_Given problem 1_
Update the rows starting at the line that contains "Definition for annotators: for every instance of the small bowl" and ending at the line that contains "317], [490, 299]]", replacing "drawer handle" with "drawer pull" and keeping everything else the same.

_Passage_
** Start **
AUDIENCE MEMBER 00:00
This is Phil McCall (PH) from Connecticut.
I wondered if you could comment on a subject I don’t think you like to talk about very much, which is intrinsic value, and the evolution over the past 10 or 12 years of going to — off and on — but giving us investments and then giving us the operating income and suggesting that might be a good guide to us.
I find it extremely helpful. I’m not sure other people do when looking out the 20 years you’re talking about, looking ahead on both those two parts. Any comments you might have, I’d surely appreciate.
WARREN BUFFETT 00:37
Yeah. Well, the intrinsic value of Berkshire, like any other businesses, is based on the future amount of cash that can be expected to be delivered by the business between now and judgment day, discounted back at the proper rate.
Now, that’s pretty nebulous. Another way of looking at it is to try and figure out the value of the businesses we own presently, and we try to give you the information that will enable you to make a reasonably close estimate at that.
We own lots of marketable securities. It’s probably safe to say that they’re worth more or less what they are carried for. And then we own a number of operating businesses, and we try to give you the figures on those businesses that are the figures that we use in making our own judgments about the value of those businesses.
Now, that tells you what we have today and more or less what it’s worth. But since Berkshire retains all of its earnings, it becomes very important to evaluate what will be done with those earnings over time.
I mean, it is not only a question what the present businesses are worth. It’s a judgment on the efficiency or the effectiveness with which retained earnings will be used.
If you had looked at the intrinsic value of Berkshire in 1965, we had a textile business that was probably worth about $12 a share. But that was not the only part of the equation, because we intended to use any cash generated to try and buy into better businesses than we had, and we were fortunate to be able to buy in the insurance business in 1967 and build on that.
So it was not only a combination of the business we had, but the skill with which retained earnings would be used, that determined what the present value actually should have been at Berkshire going back that far.
** End **
_Given problem 2_
For each statement, answer yes or no according to the transcript and quote the words that settle it: (a) The person asking the question is from Connecticut. (b) Berkshire bought into the insurance business in 1965. (c) Berkshire's textile business in 1965 was probably worth about $12 a share.

_Input data_
** Start **
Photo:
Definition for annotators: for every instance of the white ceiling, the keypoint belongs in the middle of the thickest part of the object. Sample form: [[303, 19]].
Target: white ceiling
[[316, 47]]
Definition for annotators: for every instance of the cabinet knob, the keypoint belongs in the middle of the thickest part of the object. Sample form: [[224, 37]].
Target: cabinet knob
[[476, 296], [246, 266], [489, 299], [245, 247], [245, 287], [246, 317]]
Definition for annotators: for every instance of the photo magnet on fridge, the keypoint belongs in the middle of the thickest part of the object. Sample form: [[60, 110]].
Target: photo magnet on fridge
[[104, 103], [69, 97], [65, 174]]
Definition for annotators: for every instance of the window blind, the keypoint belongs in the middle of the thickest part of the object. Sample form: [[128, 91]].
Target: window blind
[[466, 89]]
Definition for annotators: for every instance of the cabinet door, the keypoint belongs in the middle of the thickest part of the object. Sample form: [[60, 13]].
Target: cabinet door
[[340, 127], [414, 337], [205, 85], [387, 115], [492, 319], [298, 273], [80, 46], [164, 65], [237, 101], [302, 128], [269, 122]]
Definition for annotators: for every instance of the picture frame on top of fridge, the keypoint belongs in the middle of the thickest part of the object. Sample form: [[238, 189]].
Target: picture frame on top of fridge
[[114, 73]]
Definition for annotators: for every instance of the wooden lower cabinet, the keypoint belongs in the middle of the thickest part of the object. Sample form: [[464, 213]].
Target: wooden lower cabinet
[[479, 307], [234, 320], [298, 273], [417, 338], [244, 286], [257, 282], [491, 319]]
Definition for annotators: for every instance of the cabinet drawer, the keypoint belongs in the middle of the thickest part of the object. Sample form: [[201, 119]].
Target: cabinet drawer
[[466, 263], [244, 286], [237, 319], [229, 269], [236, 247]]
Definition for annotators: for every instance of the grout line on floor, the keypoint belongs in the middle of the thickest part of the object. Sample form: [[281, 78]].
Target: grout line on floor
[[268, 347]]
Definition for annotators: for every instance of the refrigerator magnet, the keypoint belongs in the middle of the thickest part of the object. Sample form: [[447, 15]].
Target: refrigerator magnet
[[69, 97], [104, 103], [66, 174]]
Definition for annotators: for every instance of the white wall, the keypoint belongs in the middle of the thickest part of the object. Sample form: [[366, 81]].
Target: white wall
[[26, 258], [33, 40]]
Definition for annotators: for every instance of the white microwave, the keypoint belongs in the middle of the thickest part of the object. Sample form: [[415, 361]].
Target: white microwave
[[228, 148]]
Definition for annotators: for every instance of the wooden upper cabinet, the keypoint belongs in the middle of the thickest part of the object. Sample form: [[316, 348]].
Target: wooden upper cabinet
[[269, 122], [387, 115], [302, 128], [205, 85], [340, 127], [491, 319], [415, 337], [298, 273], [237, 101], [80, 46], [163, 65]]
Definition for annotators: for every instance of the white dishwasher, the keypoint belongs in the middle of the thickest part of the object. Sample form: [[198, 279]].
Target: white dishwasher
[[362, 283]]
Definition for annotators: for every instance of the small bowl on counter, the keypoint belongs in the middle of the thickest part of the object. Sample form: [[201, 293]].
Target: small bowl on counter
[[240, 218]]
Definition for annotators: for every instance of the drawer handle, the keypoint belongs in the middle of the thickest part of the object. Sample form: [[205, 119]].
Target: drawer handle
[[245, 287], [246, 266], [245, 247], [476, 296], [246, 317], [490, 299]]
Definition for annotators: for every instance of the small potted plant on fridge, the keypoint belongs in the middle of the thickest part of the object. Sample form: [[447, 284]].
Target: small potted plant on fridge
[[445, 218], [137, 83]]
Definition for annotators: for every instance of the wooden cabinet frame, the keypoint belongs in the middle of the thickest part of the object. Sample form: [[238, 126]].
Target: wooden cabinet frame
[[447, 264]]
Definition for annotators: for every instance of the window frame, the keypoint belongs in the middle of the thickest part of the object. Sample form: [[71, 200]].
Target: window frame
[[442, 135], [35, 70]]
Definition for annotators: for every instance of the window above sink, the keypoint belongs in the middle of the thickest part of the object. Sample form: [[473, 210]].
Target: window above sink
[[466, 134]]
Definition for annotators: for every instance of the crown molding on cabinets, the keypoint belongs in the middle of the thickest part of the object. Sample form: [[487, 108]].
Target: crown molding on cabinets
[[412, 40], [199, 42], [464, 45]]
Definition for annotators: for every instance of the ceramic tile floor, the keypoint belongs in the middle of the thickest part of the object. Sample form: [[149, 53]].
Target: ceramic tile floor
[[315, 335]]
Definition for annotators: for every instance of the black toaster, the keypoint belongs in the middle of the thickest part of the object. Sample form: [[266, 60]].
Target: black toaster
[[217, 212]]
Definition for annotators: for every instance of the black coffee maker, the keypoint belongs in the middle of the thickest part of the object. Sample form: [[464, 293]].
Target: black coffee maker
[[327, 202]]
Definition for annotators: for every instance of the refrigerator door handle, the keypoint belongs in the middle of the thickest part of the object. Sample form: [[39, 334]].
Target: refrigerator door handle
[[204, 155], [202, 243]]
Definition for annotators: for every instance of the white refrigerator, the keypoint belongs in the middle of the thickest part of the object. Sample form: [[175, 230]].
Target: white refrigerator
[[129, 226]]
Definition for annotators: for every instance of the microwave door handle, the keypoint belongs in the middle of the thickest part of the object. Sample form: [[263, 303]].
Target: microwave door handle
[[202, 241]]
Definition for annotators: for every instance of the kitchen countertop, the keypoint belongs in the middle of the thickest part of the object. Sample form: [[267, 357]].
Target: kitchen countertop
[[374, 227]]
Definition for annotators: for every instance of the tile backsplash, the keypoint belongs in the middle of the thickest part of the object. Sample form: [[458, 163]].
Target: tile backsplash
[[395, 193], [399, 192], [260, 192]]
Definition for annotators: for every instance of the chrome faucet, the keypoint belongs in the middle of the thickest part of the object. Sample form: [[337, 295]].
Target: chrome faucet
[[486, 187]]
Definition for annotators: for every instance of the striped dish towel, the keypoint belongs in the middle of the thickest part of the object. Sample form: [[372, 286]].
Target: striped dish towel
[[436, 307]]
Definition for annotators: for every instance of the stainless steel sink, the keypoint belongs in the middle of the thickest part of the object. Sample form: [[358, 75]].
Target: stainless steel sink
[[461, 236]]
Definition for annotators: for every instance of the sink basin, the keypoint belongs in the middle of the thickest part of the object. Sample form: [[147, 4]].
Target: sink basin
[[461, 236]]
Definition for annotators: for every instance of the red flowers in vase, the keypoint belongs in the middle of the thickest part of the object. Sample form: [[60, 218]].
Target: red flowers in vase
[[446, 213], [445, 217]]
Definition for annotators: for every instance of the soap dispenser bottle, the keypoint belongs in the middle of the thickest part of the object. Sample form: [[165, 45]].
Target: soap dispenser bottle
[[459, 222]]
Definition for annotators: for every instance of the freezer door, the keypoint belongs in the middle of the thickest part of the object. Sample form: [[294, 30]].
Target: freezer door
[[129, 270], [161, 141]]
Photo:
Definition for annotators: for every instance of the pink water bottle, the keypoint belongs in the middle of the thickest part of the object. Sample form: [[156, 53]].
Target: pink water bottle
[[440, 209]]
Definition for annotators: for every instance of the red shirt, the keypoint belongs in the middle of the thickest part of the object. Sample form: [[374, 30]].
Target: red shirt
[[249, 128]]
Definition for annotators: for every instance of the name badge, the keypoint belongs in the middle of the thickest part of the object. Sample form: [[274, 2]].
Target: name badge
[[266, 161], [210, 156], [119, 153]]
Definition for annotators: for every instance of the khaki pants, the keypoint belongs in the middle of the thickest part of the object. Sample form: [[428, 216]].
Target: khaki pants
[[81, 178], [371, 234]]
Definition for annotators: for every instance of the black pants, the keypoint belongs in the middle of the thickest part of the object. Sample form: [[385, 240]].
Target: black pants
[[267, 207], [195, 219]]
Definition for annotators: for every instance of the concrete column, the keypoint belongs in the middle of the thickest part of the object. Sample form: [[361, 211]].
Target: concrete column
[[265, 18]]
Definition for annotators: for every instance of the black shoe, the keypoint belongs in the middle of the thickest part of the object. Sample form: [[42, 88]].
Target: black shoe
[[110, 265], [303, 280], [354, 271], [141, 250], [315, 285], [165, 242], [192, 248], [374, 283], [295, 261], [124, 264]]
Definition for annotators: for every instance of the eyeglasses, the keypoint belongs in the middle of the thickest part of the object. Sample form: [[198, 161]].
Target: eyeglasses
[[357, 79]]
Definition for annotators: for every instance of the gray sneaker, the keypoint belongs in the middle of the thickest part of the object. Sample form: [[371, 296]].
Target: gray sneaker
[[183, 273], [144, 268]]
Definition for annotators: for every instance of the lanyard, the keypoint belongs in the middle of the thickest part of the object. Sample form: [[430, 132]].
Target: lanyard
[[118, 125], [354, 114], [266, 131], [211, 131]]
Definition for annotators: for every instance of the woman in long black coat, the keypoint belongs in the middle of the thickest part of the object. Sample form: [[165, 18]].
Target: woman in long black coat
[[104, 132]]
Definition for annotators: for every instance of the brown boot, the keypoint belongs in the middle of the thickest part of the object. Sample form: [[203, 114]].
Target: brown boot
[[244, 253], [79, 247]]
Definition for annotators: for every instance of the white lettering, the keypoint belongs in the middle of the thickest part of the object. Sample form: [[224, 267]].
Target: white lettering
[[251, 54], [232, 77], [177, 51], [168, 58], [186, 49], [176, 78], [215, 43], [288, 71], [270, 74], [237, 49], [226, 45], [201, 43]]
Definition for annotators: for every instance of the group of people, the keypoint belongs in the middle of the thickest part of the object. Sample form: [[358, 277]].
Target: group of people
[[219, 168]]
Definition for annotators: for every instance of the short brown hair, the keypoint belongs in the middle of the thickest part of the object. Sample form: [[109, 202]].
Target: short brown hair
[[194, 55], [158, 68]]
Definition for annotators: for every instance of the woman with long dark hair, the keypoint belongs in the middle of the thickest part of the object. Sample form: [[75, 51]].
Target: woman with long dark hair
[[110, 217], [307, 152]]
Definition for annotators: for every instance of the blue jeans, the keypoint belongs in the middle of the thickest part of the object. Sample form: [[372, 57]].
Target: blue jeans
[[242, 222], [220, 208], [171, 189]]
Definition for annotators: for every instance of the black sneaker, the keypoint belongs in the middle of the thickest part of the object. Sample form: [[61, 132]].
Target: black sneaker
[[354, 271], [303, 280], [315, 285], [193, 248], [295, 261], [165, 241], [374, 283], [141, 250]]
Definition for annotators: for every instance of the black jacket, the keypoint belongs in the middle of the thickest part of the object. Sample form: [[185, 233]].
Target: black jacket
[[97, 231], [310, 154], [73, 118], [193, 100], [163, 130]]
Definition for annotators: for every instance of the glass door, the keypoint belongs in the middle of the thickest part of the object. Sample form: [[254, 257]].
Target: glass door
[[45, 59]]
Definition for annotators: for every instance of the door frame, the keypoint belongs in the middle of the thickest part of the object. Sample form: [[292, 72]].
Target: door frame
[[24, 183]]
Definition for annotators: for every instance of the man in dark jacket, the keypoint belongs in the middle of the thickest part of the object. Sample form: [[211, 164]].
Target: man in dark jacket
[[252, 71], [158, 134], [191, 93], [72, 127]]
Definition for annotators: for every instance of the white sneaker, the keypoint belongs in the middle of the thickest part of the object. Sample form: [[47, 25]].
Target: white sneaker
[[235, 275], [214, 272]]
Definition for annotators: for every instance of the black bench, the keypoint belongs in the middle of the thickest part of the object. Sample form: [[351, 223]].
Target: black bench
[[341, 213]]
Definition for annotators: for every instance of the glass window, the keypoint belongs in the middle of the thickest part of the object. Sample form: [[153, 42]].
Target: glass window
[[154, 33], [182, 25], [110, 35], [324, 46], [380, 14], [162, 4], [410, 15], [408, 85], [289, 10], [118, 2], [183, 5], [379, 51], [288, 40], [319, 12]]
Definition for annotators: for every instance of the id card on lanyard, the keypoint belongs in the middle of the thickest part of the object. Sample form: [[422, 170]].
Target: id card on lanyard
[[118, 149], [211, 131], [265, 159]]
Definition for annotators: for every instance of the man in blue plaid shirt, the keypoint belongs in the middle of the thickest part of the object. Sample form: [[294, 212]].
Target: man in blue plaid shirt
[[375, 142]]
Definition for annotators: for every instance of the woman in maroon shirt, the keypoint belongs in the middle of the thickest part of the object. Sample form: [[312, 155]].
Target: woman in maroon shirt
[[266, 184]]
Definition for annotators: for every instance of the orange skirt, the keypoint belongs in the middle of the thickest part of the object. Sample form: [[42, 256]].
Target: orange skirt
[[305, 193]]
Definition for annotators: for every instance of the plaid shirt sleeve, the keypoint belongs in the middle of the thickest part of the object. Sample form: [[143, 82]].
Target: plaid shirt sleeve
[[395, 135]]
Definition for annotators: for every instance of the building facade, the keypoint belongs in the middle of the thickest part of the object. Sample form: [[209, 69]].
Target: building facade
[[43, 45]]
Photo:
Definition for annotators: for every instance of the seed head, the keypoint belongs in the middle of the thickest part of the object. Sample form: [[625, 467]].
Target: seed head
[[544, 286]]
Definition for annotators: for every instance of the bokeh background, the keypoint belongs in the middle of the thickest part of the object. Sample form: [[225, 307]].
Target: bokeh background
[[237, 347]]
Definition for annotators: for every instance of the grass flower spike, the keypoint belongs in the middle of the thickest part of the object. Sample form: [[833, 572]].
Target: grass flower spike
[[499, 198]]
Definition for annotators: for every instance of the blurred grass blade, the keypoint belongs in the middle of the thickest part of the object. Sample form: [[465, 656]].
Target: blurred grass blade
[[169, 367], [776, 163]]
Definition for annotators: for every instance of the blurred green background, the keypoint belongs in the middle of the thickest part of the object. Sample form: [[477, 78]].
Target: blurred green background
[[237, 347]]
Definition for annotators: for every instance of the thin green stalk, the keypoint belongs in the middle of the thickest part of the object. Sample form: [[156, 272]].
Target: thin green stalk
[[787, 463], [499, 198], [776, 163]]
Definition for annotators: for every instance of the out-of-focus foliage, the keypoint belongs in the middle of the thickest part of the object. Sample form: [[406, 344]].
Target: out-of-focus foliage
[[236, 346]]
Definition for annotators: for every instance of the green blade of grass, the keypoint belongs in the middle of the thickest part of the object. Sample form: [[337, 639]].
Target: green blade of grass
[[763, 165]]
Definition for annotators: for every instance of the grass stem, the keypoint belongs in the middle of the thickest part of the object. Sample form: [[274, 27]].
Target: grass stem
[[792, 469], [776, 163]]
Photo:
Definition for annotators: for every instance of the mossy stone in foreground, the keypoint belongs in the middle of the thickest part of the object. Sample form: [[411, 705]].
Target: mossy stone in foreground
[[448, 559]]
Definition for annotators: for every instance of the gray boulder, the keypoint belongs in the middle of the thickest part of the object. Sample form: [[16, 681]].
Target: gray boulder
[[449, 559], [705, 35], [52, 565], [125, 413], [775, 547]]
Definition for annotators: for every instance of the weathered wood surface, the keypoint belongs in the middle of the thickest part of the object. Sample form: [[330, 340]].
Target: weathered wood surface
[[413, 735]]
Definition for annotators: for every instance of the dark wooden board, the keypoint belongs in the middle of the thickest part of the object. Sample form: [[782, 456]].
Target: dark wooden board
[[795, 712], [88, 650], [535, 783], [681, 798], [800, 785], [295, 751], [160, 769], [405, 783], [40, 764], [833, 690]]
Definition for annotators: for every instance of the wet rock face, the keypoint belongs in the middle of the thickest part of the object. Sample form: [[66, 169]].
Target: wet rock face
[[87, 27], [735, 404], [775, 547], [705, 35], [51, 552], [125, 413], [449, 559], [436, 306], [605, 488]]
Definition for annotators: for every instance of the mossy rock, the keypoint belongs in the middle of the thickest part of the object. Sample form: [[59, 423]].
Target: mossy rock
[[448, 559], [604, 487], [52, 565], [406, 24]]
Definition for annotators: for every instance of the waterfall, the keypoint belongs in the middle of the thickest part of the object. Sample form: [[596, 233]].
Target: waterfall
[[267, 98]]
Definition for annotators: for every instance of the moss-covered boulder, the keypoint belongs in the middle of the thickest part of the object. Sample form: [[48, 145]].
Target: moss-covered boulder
** End **
_Task solution 1_
Definition for annotators: for every instance of the small bowl on counter, the keypoint belongs in the middle of the thickest part of the object. Sample form: [[201, 293]].
Target: small bowl on counter
[[240, 218]]
Definition for annotators: for every instance of the drawer pull, the keypoint belongs in the middle of the thickest part of the object. Sample form: [[205, 119]].
Target: drawer pull
[[245, 287], [246, 266], [245, 247], [476, 296], [246, 317], [490, 299]]

_Task solution 2_
(a) Yes: "This is Phil McCall (PH) from Connecticut."
(b) No: "we were fortunate to be able to buy in the insurance business in 1967"
(c) Yes: "we had a textile business that was probably worth about $12 a share"